• _Exercise description_
Look below for lines that hold the string "tree" and copy each one.

[Saved entries]

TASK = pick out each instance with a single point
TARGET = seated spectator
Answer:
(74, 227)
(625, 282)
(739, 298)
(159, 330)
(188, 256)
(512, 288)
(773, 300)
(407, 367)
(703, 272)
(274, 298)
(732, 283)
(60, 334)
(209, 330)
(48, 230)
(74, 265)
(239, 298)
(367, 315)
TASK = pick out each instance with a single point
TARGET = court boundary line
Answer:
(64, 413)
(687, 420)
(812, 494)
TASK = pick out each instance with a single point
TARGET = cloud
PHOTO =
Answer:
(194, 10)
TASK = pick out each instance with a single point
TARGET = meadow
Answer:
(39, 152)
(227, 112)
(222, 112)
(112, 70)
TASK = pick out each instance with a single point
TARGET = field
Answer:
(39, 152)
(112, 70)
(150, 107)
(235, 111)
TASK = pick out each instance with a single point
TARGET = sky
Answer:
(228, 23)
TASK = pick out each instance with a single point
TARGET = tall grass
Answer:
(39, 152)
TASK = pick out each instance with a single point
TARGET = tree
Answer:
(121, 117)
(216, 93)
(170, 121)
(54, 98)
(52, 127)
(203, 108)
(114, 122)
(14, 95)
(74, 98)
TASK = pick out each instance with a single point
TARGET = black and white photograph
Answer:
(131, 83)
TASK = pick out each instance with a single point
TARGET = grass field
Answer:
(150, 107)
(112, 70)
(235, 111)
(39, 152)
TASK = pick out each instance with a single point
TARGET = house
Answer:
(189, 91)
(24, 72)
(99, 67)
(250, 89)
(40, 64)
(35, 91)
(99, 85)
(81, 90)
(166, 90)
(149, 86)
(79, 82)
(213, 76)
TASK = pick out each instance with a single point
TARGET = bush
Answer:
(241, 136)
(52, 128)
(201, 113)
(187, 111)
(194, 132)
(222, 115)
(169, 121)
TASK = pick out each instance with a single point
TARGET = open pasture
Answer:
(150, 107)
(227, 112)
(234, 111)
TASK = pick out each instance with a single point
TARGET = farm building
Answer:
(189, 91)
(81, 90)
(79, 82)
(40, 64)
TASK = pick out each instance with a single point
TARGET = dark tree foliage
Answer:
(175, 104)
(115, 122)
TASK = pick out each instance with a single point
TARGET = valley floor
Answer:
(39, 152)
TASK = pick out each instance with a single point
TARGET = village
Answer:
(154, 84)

• _Exercise solution_
TARGET = tree
TARGET = dark tree foliage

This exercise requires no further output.